Fragmento del texto:
***

San Agustín a la luz de las Confesiones «En este tiempo me dieron las Confesiones de san Agustín, que parece que el Señor lo ordenó, porque yo no las procuré, ni nunca las había visto… Como comencé a leerlas, paréceme me veía yo allí, comencé a encomendarme mucho a este glorioso santo…» (Obras completas de Santa Teresa de Jesús, BAC 212, Madrid 1967, p. 54).
«Al principio la lectura no fue fácil, pero las palabras de Agustín me cautivaron. Su reflexión me ha parecido sublime…y me ha llevado a recapacitar sobre mí mismo… Me he quedado pegado a ese libro, que desde entonces no me ha abandonado y que leo todos los días» (Gérard Depardieu).

***

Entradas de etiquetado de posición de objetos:

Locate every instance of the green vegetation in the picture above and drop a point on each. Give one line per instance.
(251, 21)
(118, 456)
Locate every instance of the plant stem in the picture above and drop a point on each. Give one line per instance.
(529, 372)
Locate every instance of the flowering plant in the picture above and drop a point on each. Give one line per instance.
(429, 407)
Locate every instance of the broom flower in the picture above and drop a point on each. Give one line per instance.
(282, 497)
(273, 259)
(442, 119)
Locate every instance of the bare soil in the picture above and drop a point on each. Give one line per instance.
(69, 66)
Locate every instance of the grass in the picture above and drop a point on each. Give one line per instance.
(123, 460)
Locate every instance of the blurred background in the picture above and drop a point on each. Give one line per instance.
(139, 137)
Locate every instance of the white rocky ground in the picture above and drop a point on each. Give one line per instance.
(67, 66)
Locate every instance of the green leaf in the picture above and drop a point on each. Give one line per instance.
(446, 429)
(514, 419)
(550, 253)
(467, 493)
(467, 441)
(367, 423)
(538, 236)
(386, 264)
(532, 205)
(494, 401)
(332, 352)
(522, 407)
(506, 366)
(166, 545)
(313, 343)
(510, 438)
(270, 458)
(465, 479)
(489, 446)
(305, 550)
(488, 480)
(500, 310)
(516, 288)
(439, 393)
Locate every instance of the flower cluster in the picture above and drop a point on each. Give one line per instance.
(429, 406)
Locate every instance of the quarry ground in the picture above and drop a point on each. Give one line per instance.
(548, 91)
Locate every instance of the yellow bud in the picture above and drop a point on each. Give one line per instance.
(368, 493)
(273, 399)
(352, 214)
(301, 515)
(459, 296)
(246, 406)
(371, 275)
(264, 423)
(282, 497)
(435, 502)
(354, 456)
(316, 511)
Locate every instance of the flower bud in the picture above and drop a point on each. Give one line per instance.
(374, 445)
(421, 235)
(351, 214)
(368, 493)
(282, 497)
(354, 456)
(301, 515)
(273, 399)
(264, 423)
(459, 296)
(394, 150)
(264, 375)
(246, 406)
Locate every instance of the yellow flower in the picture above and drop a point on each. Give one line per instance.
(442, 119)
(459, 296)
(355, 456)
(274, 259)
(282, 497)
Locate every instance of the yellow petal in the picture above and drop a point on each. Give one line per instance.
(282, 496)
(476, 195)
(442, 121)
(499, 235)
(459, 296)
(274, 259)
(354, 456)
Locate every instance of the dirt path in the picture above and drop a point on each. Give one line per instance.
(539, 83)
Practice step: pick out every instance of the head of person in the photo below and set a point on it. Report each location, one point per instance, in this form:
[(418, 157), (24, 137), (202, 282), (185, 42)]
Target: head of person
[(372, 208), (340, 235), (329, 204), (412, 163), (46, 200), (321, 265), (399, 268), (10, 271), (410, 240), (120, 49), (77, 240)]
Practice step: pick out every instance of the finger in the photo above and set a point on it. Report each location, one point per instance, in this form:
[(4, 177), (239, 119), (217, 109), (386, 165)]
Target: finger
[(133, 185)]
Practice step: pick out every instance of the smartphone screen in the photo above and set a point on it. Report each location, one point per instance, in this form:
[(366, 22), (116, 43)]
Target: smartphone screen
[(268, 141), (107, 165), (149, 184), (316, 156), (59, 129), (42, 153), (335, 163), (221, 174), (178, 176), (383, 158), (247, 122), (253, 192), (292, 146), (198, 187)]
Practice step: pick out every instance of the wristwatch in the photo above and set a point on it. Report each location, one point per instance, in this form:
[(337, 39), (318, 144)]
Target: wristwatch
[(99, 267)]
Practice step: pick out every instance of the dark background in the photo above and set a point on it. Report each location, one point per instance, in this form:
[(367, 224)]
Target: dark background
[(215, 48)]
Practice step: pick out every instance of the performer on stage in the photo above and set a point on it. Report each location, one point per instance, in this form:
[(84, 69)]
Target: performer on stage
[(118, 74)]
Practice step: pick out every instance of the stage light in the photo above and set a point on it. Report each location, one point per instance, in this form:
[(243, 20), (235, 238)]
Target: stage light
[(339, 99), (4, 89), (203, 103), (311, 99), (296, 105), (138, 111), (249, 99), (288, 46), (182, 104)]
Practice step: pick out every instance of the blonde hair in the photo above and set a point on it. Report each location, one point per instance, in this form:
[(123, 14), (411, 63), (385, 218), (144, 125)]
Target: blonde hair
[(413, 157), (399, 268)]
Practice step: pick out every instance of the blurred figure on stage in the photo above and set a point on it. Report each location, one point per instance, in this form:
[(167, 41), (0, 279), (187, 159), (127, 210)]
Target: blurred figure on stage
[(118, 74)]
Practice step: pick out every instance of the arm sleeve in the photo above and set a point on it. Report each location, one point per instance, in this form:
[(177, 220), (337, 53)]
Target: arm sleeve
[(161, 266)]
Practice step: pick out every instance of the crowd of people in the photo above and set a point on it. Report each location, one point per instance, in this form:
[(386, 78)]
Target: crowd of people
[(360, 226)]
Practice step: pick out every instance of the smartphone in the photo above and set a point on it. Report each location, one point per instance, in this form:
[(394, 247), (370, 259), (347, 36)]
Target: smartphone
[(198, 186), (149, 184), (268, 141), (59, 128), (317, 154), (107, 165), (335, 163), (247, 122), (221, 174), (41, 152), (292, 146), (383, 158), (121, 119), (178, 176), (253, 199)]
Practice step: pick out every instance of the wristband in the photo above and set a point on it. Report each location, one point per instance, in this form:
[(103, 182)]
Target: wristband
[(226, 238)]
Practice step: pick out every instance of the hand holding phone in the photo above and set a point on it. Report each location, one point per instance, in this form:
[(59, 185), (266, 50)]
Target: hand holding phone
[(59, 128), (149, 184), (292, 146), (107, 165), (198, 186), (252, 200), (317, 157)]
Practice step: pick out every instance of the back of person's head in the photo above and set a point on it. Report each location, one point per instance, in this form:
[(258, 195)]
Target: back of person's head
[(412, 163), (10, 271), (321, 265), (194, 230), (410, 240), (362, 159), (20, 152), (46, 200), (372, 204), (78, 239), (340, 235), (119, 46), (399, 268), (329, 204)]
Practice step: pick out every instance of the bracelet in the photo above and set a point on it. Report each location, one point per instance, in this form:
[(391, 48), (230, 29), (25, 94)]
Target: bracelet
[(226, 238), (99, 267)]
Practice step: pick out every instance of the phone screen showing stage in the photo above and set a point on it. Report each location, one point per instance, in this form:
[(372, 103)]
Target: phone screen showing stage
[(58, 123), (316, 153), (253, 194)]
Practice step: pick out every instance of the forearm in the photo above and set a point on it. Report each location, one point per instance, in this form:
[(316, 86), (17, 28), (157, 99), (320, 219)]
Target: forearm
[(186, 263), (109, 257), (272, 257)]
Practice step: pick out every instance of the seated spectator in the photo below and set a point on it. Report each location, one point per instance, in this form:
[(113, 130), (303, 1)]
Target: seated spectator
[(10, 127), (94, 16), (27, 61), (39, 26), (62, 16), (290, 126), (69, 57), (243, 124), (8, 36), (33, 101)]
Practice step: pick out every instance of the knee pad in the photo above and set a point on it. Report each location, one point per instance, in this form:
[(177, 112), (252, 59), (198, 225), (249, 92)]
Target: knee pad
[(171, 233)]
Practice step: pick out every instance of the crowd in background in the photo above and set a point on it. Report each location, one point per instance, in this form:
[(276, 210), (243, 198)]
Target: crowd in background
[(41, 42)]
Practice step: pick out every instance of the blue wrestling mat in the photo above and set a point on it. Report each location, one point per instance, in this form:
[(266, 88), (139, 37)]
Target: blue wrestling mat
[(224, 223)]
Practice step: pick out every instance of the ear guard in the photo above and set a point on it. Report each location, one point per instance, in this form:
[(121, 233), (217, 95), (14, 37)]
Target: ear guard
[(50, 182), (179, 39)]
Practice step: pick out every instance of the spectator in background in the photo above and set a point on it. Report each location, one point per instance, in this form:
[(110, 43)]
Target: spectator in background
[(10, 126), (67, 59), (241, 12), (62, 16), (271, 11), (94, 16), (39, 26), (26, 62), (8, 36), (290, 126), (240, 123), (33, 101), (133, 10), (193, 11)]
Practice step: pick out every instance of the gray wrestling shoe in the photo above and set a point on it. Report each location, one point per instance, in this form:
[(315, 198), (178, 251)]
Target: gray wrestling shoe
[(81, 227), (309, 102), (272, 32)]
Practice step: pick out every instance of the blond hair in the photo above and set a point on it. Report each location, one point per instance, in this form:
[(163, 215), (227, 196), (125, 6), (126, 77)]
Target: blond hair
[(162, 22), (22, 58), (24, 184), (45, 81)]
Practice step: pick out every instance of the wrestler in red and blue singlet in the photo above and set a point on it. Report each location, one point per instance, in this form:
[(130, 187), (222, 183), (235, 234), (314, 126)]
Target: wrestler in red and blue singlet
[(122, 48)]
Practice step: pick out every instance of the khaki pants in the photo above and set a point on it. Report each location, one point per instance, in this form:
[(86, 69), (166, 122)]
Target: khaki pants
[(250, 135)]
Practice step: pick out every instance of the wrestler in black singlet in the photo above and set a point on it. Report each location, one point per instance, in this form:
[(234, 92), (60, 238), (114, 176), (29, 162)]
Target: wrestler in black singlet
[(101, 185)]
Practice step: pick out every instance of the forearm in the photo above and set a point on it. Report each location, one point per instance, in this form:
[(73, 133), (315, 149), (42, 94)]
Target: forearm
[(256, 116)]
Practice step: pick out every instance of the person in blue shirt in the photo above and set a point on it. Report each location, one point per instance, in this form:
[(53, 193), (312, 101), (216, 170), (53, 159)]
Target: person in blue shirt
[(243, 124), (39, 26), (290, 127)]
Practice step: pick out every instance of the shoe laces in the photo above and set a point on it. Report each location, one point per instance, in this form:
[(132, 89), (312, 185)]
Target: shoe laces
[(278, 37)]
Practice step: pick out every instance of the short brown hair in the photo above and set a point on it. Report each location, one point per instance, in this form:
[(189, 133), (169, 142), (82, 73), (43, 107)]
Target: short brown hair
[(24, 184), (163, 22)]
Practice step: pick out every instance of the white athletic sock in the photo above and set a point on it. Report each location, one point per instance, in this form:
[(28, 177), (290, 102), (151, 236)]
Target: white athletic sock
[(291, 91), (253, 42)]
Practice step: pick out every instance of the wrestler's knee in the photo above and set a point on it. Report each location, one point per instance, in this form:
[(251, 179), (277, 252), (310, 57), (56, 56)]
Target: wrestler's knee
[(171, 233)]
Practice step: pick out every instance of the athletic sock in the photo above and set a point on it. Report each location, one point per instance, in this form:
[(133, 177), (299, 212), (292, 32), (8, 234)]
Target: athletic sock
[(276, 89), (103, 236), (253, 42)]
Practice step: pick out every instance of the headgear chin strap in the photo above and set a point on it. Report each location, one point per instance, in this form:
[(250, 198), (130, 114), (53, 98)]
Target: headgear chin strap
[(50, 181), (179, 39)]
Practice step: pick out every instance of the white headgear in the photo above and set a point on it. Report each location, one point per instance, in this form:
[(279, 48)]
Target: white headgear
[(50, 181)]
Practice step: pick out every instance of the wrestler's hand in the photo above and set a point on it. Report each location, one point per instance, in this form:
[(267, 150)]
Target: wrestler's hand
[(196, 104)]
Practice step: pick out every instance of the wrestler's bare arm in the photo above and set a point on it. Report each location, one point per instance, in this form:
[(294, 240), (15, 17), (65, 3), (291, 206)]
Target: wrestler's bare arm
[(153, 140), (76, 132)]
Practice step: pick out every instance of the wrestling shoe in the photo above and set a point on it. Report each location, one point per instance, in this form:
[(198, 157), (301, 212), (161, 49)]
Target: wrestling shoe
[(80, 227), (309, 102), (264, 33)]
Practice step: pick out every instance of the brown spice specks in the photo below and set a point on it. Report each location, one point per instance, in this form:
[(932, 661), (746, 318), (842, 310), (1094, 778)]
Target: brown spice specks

***

Tarea planteada: Transcribe del fragmento sobre las Confesiones de san Agustín el pasaje que va de "San Agustín a" a "1967, p. 54).". Los registros no intervienen en esto.

Resultado del ejercicio:
San Agustín a la luz de las Confesiones «En este tiempo me dieron las Confesiones de san Agustín, que parece que el Señor lo ordenó, porque yo no las procuré, ni nunca las había visto… Como comencé a leerlas, paréceme me veía yo allí, comencé a encomendarme mucho a este glorioso santo…» (Obras completas de Santa Teresa de Jesús, BAC 212, Madrid 1967, p. 54).